_Source passage:_
** Start **

# Descente....



## tabl10s (Nov 13, 2002)

whatever happened to them? They were the darling of the 7-11 squad in the 80's and expensive.


----------



## kiwisimon (Oct 30, 2002)

Still producing a lot of sports wear here in Japan but not much cycling wear. The company licenses Le Coq Sportif as well. 商品検索｜スポーツ用品・スポーツグッズの通販サイト - デサントオンラインショップ


----------



## tabl10s (Nov 13, 2002)

Too bad.


----------



## Lombard (May 8, 2014)

I bought a Descente jersey about 10 years ago online. Don't remember where I got it, but the price was right. Haven't heard much from them since.


----------



## velodog (Sep 26, 2007)

kiwisimon said:


> Still producing a lot of sports wear here in Japan but not much cycling wear. The company licenses Le Coq Sportif as well. 商品検索｜スポーツ用品・スポーツグッズの通販サイト - デサントオンラインショップ


Le Coq Sportif, there's a blast from the past.

I've got a long sleeved wool jersey from about 30 yrs ago that still sees regular use and a pair of wool tights that still get occasional/not much use.


----------



## No Time Toulouse (Sep 7, 2016)

velodog said:


> Le Coq Sportif, there's a blast from the past.
> 
> ...


Umm..."Le Coq Sportif" is STILL the mascot of the TdF, as it has been for, what, 90+ years?


----------



## Guest (Jun 18, 2018)

Descente used to supply the kit for AG2R La Mondiale, but otherwise, I've only seen their logo recently on golfers or the Olympic German bobsled team and the Swiss ski team.

** End **

_Supplied records:_
** Start **

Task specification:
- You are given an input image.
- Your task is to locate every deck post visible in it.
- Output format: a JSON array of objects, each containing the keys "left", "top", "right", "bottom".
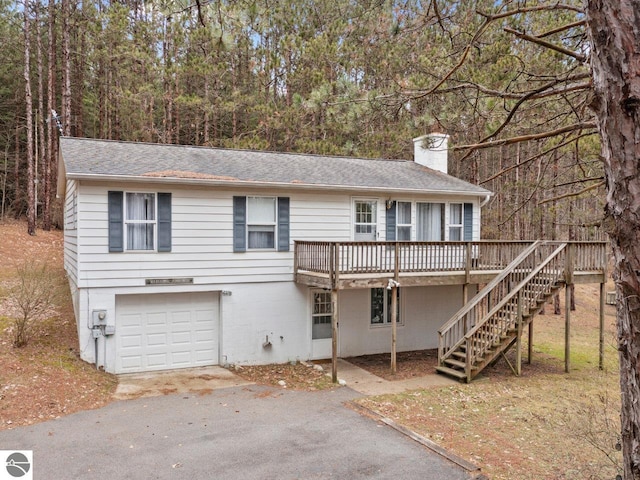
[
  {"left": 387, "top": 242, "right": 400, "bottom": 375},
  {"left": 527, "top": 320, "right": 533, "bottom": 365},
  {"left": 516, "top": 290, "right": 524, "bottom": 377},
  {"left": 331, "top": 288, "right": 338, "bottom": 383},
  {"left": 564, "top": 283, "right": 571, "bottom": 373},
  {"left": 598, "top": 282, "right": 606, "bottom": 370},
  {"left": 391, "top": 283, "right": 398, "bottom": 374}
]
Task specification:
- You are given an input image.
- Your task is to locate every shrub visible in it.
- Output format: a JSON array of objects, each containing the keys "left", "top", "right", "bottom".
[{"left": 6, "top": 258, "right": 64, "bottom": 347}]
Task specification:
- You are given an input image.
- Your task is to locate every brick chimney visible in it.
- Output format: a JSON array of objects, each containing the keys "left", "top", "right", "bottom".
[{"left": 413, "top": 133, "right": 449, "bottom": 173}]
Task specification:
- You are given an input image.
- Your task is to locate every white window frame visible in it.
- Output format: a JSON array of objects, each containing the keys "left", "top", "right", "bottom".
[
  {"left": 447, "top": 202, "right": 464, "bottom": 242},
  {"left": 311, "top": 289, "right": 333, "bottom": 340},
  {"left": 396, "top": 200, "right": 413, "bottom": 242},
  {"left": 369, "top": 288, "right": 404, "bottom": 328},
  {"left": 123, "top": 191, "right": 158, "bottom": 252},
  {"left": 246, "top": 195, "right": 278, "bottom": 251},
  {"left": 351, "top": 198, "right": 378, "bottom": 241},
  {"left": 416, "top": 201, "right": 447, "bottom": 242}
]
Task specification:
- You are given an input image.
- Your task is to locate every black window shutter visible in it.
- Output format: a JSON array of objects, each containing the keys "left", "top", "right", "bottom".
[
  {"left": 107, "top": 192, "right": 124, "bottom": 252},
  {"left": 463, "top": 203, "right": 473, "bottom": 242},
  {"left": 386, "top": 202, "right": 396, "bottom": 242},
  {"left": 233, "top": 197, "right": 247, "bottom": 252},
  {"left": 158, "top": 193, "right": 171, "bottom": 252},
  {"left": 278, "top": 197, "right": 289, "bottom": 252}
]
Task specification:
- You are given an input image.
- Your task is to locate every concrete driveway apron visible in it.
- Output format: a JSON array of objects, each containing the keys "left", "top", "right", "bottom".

** End **

_Actions to take:_
1 - Repeat the Descente thread word for word, between "## Lombard (May" and "from them since.", inclusive.
2 - Gather every line of the rows that contains the word "window", treating uppercase and lowercase as different.
The rows are unrelated to the Descente thread.

_Solutions below:_
1 -
## Lombard (May 8, 2014)

I bought a Descente jersey about 10 years ago online. Don't remember where I got it, but the price was right. Haven't heard much from them since.

2 -
- Your task is to locate every white window frame visible in it.
- Your task is to locate every black window shutter visible in it.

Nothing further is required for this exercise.